======== Listed entries

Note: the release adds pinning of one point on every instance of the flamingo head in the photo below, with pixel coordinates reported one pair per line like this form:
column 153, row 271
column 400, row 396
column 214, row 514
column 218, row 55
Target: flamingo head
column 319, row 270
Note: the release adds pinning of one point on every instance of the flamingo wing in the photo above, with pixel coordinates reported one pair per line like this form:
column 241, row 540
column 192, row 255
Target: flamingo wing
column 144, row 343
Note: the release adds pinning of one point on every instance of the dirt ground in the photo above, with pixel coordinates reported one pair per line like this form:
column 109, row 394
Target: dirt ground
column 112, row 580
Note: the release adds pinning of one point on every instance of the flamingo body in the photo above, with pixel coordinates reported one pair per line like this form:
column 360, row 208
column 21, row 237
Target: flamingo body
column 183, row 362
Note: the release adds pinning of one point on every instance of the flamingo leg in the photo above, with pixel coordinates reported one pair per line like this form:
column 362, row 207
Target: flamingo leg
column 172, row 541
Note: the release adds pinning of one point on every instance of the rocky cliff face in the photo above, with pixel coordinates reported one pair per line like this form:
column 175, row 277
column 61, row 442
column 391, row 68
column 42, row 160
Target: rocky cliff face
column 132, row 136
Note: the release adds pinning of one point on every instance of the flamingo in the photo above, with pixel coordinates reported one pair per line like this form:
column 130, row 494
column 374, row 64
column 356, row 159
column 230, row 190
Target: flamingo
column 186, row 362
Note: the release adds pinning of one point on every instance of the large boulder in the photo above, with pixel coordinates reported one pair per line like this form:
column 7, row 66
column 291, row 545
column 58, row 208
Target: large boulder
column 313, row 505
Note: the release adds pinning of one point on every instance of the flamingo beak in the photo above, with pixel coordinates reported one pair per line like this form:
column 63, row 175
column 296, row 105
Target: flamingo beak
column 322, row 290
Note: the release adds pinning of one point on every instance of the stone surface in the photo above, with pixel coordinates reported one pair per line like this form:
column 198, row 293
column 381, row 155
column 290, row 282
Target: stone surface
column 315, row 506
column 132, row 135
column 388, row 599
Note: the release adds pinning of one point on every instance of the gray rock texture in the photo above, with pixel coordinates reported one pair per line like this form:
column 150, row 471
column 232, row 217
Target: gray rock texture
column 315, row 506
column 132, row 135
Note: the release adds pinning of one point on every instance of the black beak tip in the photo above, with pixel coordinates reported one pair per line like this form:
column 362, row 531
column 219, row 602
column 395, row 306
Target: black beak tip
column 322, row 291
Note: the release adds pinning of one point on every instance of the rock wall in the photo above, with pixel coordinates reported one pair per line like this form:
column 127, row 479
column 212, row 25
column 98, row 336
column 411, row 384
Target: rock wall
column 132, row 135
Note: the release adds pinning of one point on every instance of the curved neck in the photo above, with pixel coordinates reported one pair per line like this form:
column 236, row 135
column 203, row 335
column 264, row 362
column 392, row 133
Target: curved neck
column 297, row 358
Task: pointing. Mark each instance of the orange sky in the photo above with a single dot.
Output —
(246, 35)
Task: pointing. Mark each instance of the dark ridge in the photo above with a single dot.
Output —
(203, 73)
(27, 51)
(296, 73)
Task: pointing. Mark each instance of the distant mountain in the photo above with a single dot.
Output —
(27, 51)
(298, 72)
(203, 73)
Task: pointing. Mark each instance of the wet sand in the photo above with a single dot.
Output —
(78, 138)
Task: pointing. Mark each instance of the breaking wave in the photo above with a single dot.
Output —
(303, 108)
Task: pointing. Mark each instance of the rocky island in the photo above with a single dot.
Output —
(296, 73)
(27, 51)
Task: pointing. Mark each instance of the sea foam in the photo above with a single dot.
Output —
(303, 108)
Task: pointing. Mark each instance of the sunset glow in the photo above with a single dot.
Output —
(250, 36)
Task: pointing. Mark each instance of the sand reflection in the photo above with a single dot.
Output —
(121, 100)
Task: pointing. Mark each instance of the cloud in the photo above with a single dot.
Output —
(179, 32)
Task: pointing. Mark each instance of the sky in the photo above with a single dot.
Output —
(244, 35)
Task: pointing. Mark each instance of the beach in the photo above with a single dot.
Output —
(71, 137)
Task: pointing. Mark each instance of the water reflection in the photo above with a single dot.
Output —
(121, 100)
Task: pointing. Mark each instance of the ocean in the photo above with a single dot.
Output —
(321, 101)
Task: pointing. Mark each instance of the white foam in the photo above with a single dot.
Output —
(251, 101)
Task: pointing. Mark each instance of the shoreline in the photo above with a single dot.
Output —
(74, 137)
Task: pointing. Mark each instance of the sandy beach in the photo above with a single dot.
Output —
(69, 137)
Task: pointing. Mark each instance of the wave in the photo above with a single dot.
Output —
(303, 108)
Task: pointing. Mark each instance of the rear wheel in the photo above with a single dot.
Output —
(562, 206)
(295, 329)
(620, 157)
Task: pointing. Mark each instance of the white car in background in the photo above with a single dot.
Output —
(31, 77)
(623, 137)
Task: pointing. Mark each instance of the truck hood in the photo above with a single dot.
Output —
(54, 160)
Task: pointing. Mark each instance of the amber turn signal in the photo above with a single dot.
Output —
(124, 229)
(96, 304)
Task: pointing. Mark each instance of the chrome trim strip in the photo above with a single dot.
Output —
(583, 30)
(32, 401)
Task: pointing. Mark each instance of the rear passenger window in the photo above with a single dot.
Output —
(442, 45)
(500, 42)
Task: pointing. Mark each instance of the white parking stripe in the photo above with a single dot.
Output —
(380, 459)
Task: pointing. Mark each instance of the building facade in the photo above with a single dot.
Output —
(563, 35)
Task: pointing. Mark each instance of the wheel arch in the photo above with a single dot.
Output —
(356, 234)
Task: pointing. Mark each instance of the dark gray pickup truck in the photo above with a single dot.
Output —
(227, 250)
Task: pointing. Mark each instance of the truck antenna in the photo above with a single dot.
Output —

================

What you should do:
Lines with "wheel" in the records above: copy every one of them.

Task answer:
Task: pointing. Mark each instance of the rear wheel in the photo above with a single dot.
Task: pointing. Mark each instance of the wheel arch in the photo above with a single dot.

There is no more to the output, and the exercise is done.